(Page excerpt):

Start of Block

Dementia develops slowly over time and is incurable. Deterioration occurs faster as the disease progresses. Most patients with dementia die within a ten-year period after diagnosis, either from dementia or from other causes.
Alzheimer’s disease is responsible for approximately 60 per cent of all age-related dementia (Qiu, 2007). The disease is associated with deposits of beta-amyloid plaques in the brain that damage the surrounding cells. The disease progresses in different stages.
Vascular dementia is responsible for approximately 20 per cent of cases (Qiu, 2007). Loss of blood supply to parts of the brain causes cells to die. This is often due to clogged blood vessels that have led to repeated heart attacks and strokes or hardening of the arteries (arteriosclerosis) which gradually restricts blood flow. This form of dementia typically progresses more incrementally than Alzheimer's disease and begins more abruptly.
Other forms include Lewy-body dementia and frontotemporal dementia.
There are unclear distinctions between the various dementia types, partly because symptoms for the various types overlap so strongly that it is difficult to give a definite diagnosis. The use of biomarkers and imaging gives a more precise diagnosis. Mixed type cases are very common and constitute perhaps nearly half of all dementia cases (Jellinger, 2010).
Data source
We have little direct knowledge of the prevalence of dementia among the Norwegian population. Estimates based on a large number of studies in Western Europe show a prevalence of 6.9 per cent among people over 59 years (Prince, 2013). Estimates from WHO show that 7.3 per cent of people over 59 who do not live in an institution have dementia (WHO / ADI, 2012).

End of Block

(Dataset entries):
Start of Block

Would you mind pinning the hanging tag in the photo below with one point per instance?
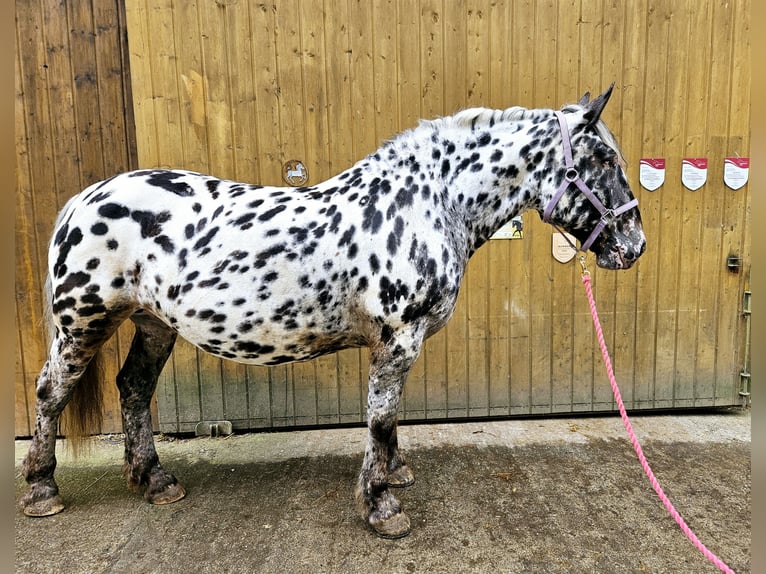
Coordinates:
(651, 172)
(561, 250)
(694, 172)
(736, 171)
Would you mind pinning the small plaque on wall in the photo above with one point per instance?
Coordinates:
(562, 249)
(694, 172)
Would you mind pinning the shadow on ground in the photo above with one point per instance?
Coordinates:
(536, 508)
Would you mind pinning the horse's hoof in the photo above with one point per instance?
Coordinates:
(396, 526)
(44, 507)
(171, 493)
(401, 477)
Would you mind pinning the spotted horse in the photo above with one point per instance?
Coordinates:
(268, 275)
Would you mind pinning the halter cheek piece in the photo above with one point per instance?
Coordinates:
(573, 177)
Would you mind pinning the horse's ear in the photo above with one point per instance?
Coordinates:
(594, 108)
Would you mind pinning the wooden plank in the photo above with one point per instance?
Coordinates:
(590, 390)
(653, 145)
(267, 93)
(498, 299)
(520, 315)
(413, 404)
(691, 260)
(30, 105)
(432, 35)
(735, 221)
(456, 330)
(477, 280)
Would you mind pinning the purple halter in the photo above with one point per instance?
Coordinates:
(573, 177)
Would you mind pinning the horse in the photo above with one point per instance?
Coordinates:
(374, 256)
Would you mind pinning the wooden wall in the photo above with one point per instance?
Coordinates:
(236, 88)
(74, 126)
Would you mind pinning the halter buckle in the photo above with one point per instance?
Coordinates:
(608, 216)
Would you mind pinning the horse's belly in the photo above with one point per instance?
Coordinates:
(267, 343)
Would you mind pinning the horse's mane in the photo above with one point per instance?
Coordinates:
(485, 117)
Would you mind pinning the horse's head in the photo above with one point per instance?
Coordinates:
(592, 199)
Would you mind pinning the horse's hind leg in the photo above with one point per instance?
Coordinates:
(151, 347)
(390, 363)
(67, 363)
(399, 474)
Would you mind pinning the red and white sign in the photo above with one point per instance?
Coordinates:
(651, 172)
(736, 171)
(694, 172)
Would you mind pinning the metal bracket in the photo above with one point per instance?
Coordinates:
(213, 428)
(745, 380)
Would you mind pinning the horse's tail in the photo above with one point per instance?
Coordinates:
(83, 414)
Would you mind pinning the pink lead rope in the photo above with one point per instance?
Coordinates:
(642, 459)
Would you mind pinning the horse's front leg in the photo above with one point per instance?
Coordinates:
(390, 363)
(399, 474)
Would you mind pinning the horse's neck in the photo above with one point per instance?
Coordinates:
(486, 199)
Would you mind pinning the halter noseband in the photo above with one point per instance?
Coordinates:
(573, 177)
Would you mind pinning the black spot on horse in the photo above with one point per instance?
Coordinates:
(73, 280)
(166, 243)
(242, 220)
(262, 256)
(99, 228)
(166, 180)
(267, 215)
(206, 239)
(150, 222)
(113, 211)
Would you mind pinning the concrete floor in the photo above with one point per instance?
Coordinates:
(533, 496)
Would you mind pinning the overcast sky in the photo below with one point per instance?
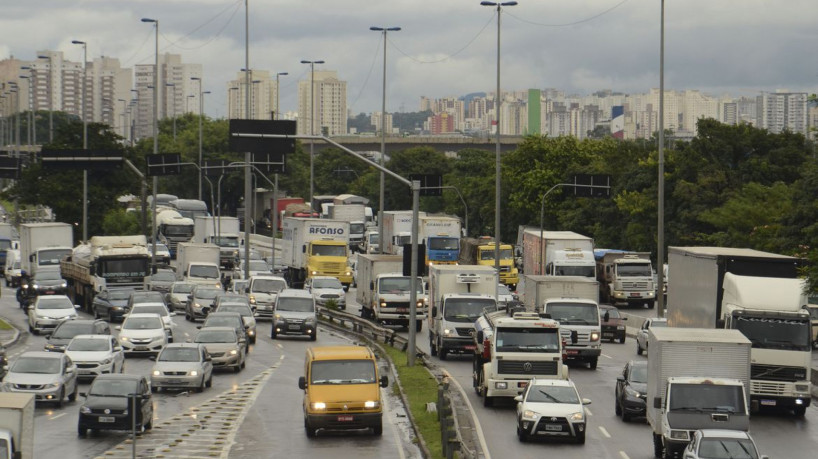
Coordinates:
(446, 47)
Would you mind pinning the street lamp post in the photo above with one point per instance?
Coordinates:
(84, 137)
(312, 125)
(381, 192)
(497, 101)
(155, 138)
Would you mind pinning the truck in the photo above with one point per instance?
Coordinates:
(759, 294)
(573, 302)
(625, 278)
(198, 263)
(355, 214)
(42, 245)
(383, 291)
(16, 425)
(480, 251)
(458, 296)
(315, 247)
(172, 228)
(223, 232)
(105, 262)
(510, 350)
(441, 234)
(556, 253)
(697, 379)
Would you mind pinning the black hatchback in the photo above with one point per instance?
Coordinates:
(109, 404)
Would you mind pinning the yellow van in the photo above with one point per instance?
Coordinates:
(342, 389)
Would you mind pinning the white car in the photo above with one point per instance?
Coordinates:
(157, 308)
(642, 333)
(48, 311)
(551, 408)
(95, 355)
(142, 334)
(718, 444)
(325, 289)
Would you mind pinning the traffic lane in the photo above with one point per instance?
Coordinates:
(274, 425)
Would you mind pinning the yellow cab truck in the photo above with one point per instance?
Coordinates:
(342, 389)
(480, 251)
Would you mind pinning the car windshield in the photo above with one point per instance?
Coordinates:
(88, 344)
(39, 365)
(54, 303)
(295, 304)
(142, 323)
(268, 285)
(216, 336)
(553, 394)
(342, 372)
(179, 354)
(113, 387)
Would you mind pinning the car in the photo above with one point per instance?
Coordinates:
(162, 310)
(67, 330)
(49, 311)
(246, 314)
(111, 304)
(95, 355)
(200, 301)
(613, 323)
(222, 343)
(630, 395)
(551, 408)
(228, 319)
(642, 333)
(48, 282)
(721, 444)
(182, 365)
(142, 334)
(49, 376)
(294, 313)
(108, 399)
(325, 289)
(176, 297)
(161, 280)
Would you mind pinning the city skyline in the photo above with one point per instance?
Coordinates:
(724, 47)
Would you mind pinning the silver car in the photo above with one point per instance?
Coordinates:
(50, 376)
(182, 365)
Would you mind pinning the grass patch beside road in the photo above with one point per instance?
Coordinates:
(420, 388)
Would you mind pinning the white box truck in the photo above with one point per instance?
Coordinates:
(759, 294)
(43, 245)
(697, 379)
(384, 292)
(16, 425)
(315, 247)
(458, 295)
(198, 263)
(571, 301)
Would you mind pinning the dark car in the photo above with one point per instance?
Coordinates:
(631, 390)
(112, 304)
(109, 401)
(613, 324)
(66, 331)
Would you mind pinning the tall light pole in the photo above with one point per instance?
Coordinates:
(312, 125)
(381, 193)
(155, 138)
(497, 101)
(84, 137)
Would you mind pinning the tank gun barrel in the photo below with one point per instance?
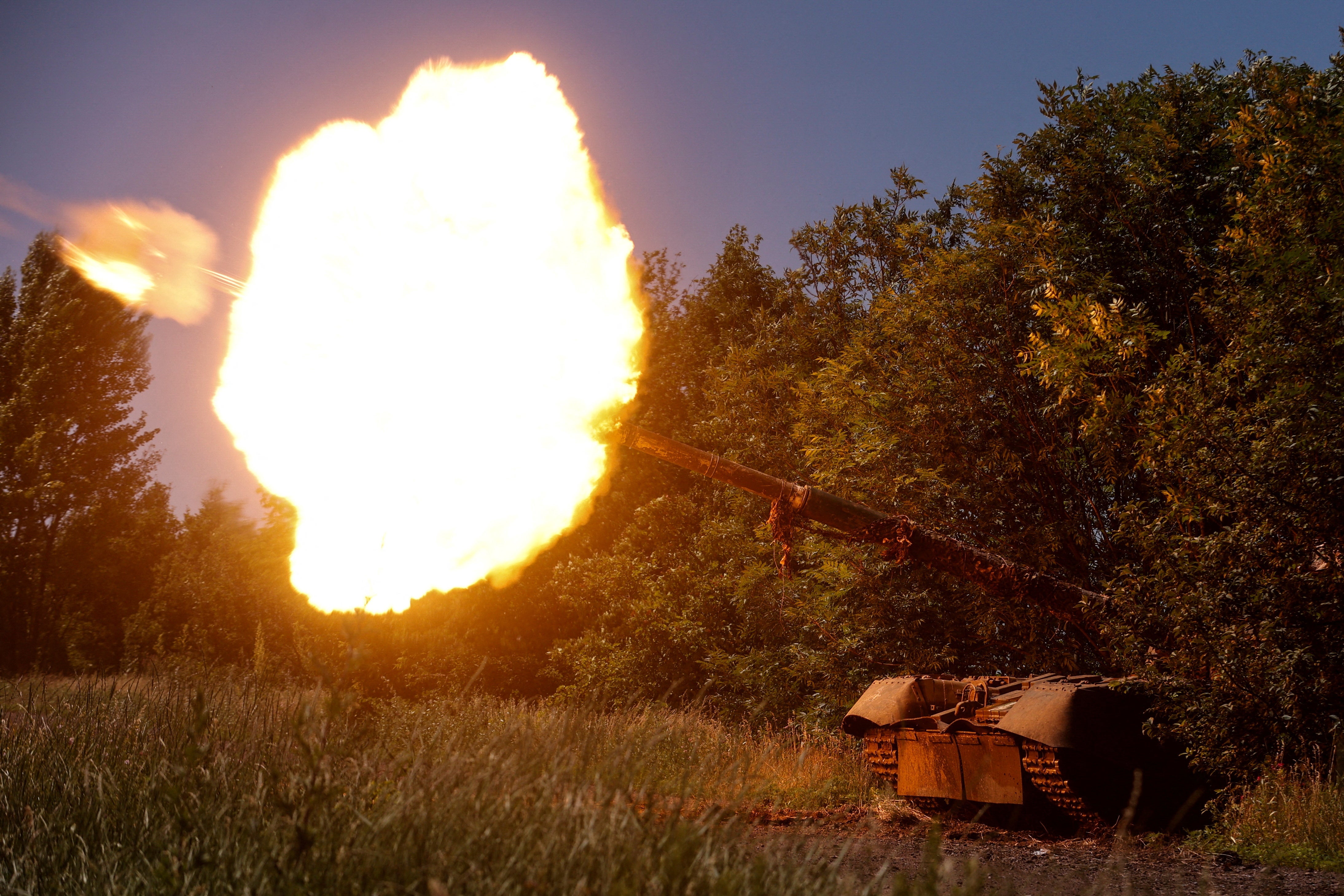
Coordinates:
(994, 573)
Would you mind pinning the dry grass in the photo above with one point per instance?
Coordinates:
(1289, 817)
(195, 784)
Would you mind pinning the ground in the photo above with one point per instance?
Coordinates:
(1030, 864)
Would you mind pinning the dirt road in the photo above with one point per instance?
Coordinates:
(1027, 864)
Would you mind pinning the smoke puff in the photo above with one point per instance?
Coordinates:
(152, 256)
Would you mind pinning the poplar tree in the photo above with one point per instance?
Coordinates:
(72, 449)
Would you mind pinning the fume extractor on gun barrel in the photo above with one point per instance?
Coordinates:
(1070, 746)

End of Block

Resume the passage on dementia after its final sentence, which gives the WHO estimate for people over 59 who do not live in an institution.

(Written response):
Between 80,000 and 100,000 have dementia in Norway
Using data from studies in other European countries, Alzheimer Europe found that the prevalence of dementia in Norway was just under 80,000 people in 2013 (Directorate of Health, 2017). This figure is probably too low because many people live with undiagnosed dementia.
Based on WHO figures, there are probably between 80,000 and 100,000 people living with dementia in Norway today. There is reason to believe that these figures are somewhat low, both because general life expectancy has increased and because life expectancy in Norway is somewhat higher than in Europe and the rest of the West.
In Norway, there are good estimates of the prevalence of dementia in nursing homes and among people receiving home care. Just over 80 per cent of those who have long-term care in nursing homes have dementia, and over 40 per cent of those aged over 70 who receive home care have dementia. By combining these figures, it is estimated that there are approximately 71,000 people with dementia among home care recipients and nursing home residents. In addition, there are those who do not receive home services or are in a nursing home.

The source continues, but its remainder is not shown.